_What you are asked to do_.
Revise the listing below, substituting "corner points" for every occurrence of "vertices" and leaving all other text unchanged.

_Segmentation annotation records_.
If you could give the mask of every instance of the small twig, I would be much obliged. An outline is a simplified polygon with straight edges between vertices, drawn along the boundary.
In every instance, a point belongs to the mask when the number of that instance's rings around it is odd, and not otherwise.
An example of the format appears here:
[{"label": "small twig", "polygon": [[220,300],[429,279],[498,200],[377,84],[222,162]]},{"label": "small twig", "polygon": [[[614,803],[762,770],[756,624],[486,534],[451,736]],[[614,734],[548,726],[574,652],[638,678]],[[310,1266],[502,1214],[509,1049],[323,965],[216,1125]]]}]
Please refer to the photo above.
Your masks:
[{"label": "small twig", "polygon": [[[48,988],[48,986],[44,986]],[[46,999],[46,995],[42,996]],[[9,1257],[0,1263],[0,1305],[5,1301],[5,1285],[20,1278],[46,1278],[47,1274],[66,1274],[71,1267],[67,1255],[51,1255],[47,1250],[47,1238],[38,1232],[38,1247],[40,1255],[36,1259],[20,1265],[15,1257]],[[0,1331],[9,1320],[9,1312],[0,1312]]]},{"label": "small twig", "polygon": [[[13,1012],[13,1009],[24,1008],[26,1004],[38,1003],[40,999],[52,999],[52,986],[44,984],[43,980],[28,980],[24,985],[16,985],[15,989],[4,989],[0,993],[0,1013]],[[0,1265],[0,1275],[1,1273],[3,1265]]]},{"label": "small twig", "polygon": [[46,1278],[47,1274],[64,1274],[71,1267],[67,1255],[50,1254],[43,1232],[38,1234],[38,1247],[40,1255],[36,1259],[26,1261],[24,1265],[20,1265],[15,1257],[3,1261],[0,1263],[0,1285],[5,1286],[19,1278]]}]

_Exercise answer_.
If you could give the mask of every instance of the small twig, I would be much obliged. An outline is a simplified polygon with straight edges between corner points, drawn along the boundary.
In every instance, a point belongs to the mask when the number of that instance's rings around it is odd, and not otherwise.
An example of the format appears here:
[{"label": "small twig", "polygon": [[220,300],[429,279],[498,200],[377,84],[222,162]]},{"label": "small twig", "polygon": [[[614,803],[762,770],[756,624],[486,534],[451,736]],[[614,734],[548,726],[574,652],[638,678]],[[310,1266],[502,1214],[509,1049],[323,965],[216,1125]]]}]
Please refer to the photo above.
Your masks:
[{"label": "small twig", "polygon": [[[48,988],[48,986],[44,986]],[[46,999],[46,995],[42,996]],[[9,1257],[0,1263],[0,1305],[5,1301],[5,1285],[20,1278],[46,1278],[47,1274],[66,1274],[71,1267],[67,1255],[51,1255],[47,1250],[47,1238],[38,1232],[38,1247],[40,1255],[36,1259],[20,1265],[15,1257]],[[0,1331],[9,1320],[9,1312],[0,1312]]]},{"label": "small twig", "polygon": [[[13,1012],[13,1009],[24,1008],[26,1004],[38,1003],[40,999],[52,999],[52,986],[44,984],[43,980],[28,980],[24,985],[16,985],[15,989],[4,989],[0,993],[0,1013]],[[0,1265],[0,1275],[1,1273],[3,1265]]]},{"label": "small twig", "polygon": [[46,1278],[47,1274],[64,1274],[71,1267],[67,1255],[50,1254],[43,1232],[38,1234],[38,1247],[40,1255],[36,1259],[26,1261],[24,1265],[20,1265],[15,1257],[3,1261],[0,1263],[0,1285],[5,1286],[19,1278]]}]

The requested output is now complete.